## [Documento de origem]
O bolsonarismo tem paralelo com alguma tendência conservadora na história brasileira?
O bolsonarismo não surgiu do nada. Há processos sociais em curso, que foram intensificados sobretudo nos últimos governos do PT, que interferiram muito diretamente em uma dinâmica tradicional da sociedade brasileira, aumentando a mobilidade social. O Estado que desenvolve uma política de cotas reconhece uma situação de injustiça histórica contra um grupo. Esse tipo de reconhecimento, que é fundamental, vai gerar também reação. A classe média passou a ter que competir com grupos e indivíduos que estavam chegando de baixo a postos que antes eram quase que exclusivos dela.
As pessoas se manifestavam nos últimos anos com faixas como “Quero meu Brasil de volta”. De que Brasil você está falando? De uma sociedade hierárquica, em que o conflito tinha pouca visibilidade? É difícil dizer que o bolsonarismo seja algo que não tenha lastro na sociedade. Percebemos que a democracia na sociedade brasileira não é um valor universal, não é um ponto pacífico.

E no que o bolsonarismo se destaca no pensamento conservador do Brasil?
Há uma diferença que precisamos estabelecer entre conservadorismo e autoritarismo. O conservador vê no passado uma espécie de chave para o futuro da sociedade. Ele quer conservar determinadas estruturas do passado, pois entende que essas estruturas são as melhores, ou garantem a ordem social. Já o autoritário não está satisfeito com a situação da sociedade, mas o modo como ele quer operar a mudança parte de cima para baixo. Muitas vezes ele quer fazer as mudanças para evitar a democracia.
Isso foi muito forte na tradição intelectual brasileira. O que me parece acontecer, no que chamamos de bolsonarismo, é uma composição dessas e outras linhagens. Não dá para esquecer dessa espécie de casamento entre autoritarismo do Estado, conservadorismo de algumas estruturas sociais, como a defesa de uma família tradicional como elemento de coesão da sociedade, mas também o componente neoliberal, que joga sobre o indivíduo a responsabilidade total sobre a sua situação.

## [Objetivo da tarefa]
Por favor, indique se cada afirmação concorda com o texto sobre o bolsonarismo, respondendo sim ou não e citando entre aspas o trecho do texto que decide.
1. O conservador vê no passado uma chave para o futuro da sociedade.
2. O autoritário está satisfeito com a situação da sociedade.
3. A democracia é um valor universal na sociedade brasileira.
A listagem a seguir vem de outra fonte.

## [Itens de um conjunto de dados]
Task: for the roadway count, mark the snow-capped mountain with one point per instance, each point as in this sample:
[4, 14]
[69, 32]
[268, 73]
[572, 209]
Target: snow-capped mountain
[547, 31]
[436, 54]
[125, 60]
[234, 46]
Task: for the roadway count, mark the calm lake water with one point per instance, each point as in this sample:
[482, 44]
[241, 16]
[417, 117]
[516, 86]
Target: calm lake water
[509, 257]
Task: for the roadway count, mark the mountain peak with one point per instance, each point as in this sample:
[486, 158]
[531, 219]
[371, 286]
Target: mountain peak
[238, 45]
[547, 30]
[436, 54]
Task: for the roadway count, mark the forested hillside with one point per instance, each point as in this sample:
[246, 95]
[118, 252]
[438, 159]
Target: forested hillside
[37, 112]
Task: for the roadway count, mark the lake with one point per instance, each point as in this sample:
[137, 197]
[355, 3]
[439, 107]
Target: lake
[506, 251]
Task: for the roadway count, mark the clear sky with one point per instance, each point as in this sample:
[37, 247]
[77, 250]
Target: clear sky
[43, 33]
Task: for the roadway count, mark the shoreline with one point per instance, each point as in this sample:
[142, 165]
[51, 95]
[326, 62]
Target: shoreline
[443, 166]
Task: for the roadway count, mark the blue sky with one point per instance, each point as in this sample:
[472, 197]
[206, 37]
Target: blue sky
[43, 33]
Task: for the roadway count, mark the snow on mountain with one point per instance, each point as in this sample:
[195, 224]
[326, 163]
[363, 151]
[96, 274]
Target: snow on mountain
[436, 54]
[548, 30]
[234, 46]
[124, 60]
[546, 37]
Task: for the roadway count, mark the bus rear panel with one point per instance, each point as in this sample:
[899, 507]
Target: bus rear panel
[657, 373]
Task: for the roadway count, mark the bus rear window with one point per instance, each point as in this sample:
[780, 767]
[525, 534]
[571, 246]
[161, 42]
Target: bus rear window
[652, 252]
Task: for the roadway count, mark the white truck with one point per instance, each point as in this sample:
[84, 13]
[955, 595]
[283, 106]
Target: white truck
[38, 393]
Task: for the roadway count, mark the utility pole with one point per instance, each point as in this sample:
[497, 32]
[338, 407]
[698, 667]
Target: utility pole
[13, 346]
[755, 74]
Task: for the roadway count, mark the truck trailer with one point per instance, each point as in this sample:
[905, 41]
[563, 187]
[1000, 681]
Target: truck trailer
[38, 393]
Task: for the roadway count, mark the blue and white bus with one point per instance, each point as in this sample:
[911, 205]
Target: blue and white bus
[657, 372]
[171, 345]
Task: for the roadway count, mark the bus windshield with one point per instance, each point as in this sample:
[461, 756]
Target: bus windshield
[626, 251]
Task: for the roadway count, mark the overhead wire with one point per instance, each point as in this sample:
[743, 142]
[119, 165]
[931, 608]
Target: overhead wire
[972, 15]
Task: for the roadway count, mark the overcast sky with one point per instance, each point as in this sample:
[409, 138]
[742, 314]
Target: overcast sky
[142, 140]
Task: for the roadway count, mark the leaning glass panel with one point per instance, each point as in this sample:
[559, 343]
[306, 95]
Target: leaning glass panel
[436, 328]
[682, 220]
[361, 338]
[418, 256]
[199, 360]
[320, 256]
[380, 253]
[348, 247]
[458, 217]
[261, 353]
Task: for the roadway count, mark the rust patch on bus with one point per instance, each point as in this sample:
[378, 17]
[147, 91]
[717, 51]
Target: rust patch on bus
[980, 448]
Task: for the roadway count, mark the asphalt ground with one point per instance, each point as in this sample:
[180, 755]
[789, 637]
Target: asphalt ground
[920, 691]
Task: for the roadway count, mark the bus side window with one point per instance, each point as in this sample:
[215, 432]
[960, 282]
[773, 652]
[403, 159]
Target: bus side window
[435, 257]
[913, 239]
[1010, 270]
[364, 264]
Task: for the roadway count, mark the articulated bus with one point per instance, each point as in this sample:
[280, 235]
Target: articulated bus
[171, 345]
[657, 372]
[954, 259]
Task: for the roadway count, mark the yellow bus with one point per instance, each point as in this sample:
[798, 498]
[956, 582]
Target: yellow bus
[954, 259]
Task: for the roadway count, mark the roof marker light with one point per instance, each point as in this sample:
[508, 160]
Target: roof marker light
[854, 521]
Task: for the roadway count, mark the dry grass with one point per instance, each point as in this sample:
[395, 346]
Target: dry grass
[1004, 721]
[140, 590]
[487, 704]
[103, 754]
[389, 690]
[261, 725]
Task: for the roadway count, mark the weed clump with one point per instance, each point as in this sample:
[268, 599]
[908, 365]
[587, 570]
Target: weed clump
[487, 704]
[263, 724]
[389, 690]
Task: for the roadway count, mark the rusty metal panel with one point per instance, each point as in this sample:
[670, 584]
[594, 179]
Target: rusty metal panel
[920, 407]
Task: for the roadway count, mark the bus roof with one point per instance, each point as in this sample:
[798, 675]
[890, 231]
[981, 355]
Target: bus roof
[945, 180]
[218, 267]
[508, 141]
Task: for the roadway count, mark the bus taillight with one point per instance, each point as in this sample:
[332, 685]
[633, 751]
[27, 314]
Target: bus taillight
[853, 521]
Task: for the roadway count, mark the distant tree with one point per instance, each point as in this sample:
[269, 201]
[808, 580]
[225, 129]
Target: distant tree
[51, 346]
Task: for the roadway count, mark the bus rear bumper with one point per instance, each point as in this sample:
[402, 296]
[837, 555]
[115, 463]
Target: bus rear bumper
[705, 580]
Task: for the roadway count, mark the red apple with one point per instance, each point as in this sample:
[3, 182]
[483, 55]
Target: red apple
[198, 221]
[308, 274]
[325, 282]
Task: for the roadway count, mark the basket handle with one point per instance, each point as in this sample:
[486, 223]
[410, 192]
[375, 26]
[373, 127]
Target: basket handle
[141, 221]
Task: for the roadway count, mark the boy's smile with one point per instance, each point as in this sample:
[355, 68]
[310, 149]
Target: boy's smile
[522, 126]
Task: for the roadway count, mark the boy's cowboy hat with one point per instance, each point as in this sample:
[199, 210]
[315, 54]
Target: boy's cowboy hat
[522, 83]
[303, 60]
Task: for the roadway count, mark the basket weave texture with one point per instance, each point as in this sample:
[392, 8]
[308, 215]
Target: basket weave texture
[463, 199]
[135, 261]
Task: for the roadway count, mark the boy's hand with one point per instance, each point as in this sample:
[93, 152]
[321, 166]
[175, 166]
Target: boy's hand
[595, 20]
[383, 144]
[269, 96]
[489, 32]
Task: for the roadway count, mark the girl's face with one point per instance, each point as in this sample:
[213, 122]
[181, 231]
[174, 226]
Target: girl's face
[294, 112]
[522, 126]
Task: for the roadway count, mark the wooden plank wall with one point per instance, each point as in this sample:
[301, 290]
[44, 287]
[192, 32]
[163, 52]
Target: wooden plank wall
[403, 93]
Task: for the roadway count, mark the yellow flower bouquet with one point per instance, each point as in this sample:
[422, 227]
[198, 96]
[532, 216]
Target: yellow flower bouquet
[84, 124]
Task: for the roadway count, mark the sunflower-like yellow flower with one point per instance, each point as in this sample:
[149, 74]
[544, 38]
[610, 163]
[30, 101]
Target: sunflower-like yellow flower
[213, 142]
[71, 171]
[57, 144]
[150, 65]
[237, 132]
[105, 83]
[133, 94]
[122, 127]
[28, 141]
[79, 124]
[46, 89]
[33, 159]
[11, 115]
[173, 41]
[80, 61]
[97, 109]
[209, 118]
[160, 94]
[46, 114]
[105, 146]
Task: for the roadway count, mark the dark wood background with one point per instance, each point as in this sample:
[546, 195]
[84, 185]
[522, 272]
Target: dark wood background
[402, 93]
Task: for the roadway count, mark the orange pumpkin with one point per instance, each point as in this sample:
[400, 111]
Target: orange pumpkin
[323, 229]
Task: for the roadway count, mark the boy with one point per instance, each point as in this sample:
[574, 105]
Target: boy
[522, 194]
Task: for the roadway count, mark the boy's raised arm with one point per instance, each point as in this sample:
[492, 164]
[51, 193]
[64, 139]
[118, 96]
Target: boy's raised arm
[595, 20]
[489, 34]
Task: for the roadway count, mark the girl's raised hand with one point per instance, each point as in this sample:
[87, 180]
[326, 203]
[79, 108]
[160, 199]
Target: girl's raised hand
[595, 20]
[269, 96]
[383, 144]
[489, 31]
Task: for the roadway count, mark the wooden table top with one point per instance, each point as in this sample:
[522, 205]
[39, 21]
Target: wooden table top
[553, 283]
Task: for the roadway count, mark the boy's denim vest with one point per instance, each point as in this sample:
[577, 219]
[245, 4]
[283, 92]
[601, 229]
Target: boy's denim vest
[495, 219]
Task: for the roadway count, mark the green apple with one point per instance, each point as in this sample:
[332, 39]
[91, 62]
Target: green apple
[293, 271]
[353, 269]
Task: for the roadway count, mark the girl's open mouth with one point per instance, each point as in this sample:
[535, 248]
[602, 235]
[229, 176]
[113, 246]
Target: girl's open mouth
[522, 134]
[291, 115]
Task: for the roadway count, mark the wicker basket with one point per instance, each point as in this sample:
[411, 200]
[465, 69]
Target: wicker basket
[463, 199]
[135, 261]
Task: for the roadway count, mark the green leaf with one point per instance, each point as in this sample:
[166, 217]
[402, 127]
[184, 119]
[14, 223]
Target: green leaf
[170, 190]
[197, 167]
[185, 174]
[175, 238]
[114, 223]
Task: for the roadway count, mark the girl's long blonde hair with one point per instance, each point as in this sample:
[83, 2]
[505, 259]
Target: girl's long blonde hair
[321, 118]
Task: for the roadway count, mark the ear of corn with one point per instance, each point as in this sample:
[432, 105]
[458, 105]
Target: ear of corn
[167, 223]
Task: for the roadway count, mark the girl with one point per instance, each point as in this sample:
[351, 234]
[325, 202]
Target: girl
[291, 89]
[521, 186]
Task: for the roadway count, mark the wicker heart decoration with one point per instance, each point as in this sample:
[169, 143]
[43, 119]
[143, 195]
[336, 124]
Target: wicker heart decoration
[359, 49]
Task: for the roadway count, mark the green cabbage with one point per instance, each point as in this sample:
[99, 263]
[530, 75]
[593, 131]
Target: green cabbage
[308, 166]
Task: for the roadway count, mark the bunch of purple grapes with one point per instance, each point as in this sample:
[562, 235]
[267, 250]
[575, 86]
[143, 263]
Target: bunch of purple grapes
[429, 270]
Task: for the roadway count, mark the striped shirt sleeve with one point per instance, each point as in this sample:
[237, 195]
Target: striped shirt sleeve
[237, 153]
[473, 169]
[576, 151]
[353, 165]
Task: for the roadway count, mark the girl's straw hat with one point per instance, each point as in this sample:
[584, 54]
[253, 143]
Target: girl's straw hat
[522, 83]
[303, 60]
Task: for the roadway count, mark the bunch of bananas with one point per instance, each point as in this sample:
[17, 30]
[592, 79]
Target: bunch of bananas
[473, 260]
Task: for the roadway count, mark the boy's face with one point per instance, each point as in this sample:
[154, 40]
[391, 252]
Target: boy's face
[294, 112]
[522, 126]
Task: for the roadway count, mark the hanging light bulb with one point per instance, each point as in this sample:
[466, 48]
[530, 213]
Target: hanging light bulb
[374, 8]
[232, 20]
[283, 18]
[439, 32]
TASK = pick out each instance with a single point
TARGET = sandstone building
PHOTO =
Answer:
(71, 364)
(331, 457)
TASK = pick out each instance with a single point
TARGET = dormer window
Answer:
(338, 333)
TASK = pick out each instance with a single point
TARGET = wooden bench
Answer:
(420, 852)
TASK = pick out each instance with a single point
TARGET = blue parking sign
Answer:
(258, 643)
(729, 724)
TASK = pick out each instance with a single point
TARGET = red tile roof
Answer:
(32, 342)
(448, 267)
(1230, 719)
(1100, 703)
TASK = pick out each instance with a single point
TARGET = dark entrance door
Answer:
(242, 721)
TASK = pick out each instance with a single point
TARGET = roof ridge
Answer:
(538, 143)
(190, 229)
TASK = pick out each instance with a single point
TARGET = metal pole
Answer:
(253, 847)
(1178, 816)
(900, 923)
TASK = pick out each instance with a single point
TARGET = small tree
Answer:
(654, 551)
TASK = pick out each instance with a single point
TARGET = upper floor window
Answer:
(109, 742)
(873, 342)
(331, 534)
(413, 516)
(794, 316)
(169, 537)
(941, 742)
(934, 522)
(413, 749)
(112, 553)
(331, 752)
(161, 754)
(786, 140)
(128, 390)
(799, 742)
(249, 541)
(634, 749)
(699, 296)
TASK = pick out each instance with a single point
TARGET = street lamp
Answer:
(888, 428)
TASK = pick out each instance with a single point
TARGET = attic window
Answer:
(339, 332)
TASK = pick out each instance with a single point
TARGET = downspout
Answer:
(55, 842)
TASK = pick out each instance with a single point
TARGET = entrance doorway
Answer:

## [Resposta do exercício]
1. Sim: "O conservador vê no passado uma espécie de chave para o futuro da sociedade."
2. Não: "Já o autoritário não está satisfeito com a situação da sociedade"
3. Não: "a democracia na sociedade brasileira não é um valor universal"